§ **Provided passage**:
= Beginning of Section =

In the dysfunction group, the contralateral diaphragm showed compensation by an increase in amplitude during QB and VS in both right and left dysfunctions in ultrasound. This increase in the amplitude of the healthy contralateral diaphragm has been described as a neuronal compensation for the function of the contralateral hemi diaphragm in paralysis [12, 21, 22]. However, we did not find any hypertrophy of either the right or left healthy diaphragmatic pillar. CT scans even revealed thinner pillars at the L1 level on the healthy side of patients with dysfunction, compared with controls (p = 0.01 on the right and p = 0.09 on the left), probably due to global muscle weakness.
In the case of right diaphragmatic paralysis or weakness, ROC curve analysis determined a threshold of height difference between the two domes of 4.4cm and 3.5cm respectively, with perfect diagnostic performances of 100% [20], making the diagnosis of right diaphragmatic paralysis or weakness certain if the height is greater than the threshold.

= End of Section =

§ **Exercises**:
- 1) For each statement, decide whether the diaphragm passage supports it, then answer yes or no and quote the words that settle it. (a) CT scans showed thicker pillars on the healthy side in patients with dysfunction than in controls. (b) In both right and left dysfunctions, ultrasound showed a rise in the amplitude of the contralateral diaphragm during QB and VS. (c) For right diaphragmatic paralysis, the threshold of height difference between the two domes was 4.4cm.
- 2) Please write out the part of the diaphragm passage between "In the case" and "than the threshold.", inclusive.

§ **Record set**:
= Beginning of Section =

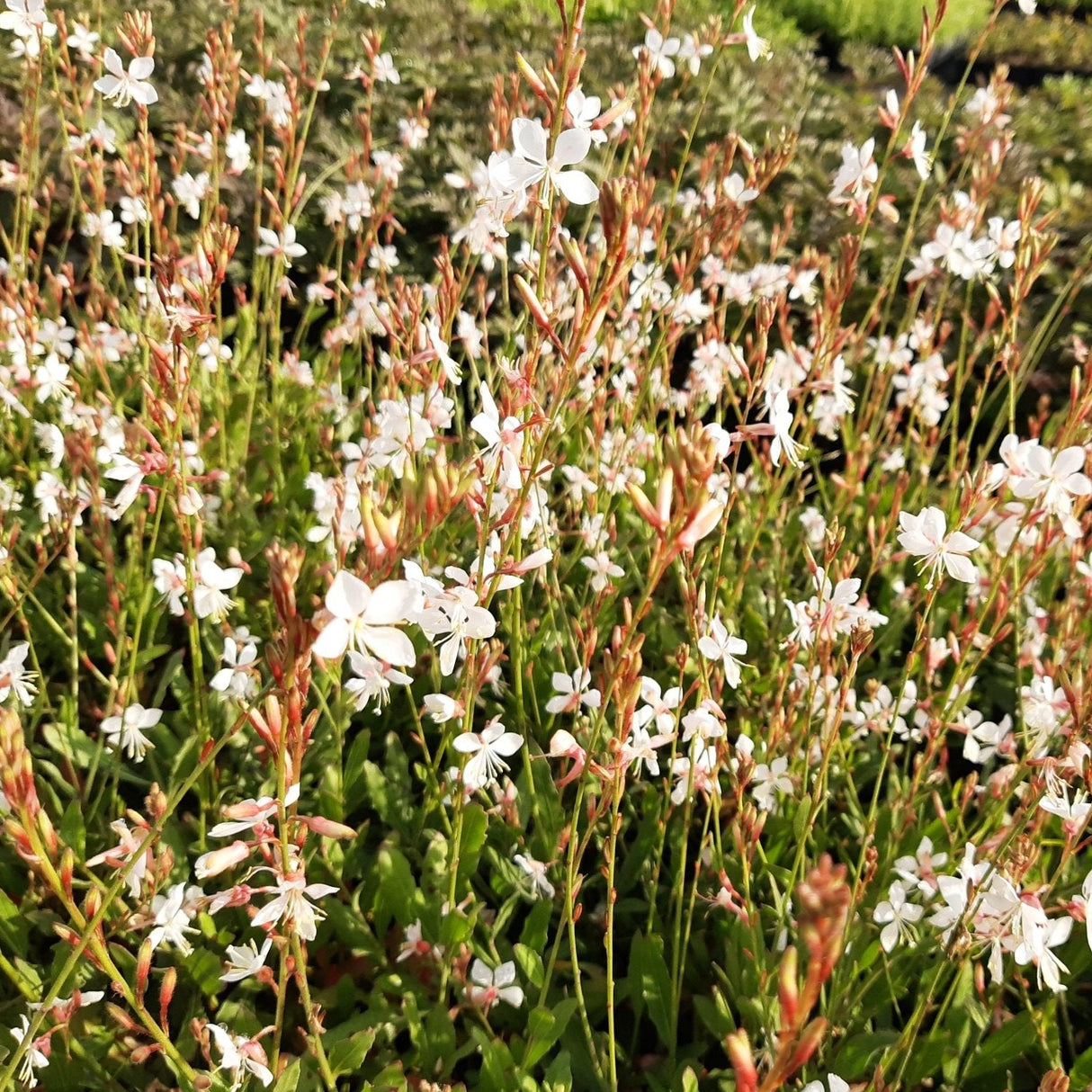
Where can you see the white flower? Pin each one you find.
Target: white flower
(603, 570)
(924, 536)
(121, 86)
(240, 1055)
(192, 192)
(896, 915)
(718, 644)
(583, 110)
(756, 49)
(245, 961)
(661, 50)
(530, 165)
(210, 583)
(571, 692)
(26, 20)
(488, 986)
(15, 677)
(365, 619)
(770, 780)
(127, 731)
(291, 906)
(283, 246)
(383, 70)
(781, 418)
(34, 1057)
(488, 750)
(536, 869)
(835, 1083)
(173, 918)
(237, 151)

= End of Section =

§ **Answers in order**:
- 1)
(a) No: "CT scans even revealed thinner pillars at the L1 level on the healthy side of patients with dysfunction, compared with controls"
(b) Yes: "the contralateral diaphragm showed compensation by an increase in amplitude during QB and VS in both right and left dysfunctions in ultrasound"
(c) Yes: "In the case of right diaphragmatic paralysis or weakness, ROC curve analysis determined a threshold of height difference between the two domes of 4.4cm and 3.5cm respectively"

- 2)
In the case of right diaphragmatic paralysis or weakness, ROC curve analysis determined a threshold of height difference between the two domes of 4.4cm and 3.5cm respectively, with perfect diagnostic performances of 100% [20], making the diagnosis of right diaphragmatic paralysis or weakness certain if the height is greater than the threshold.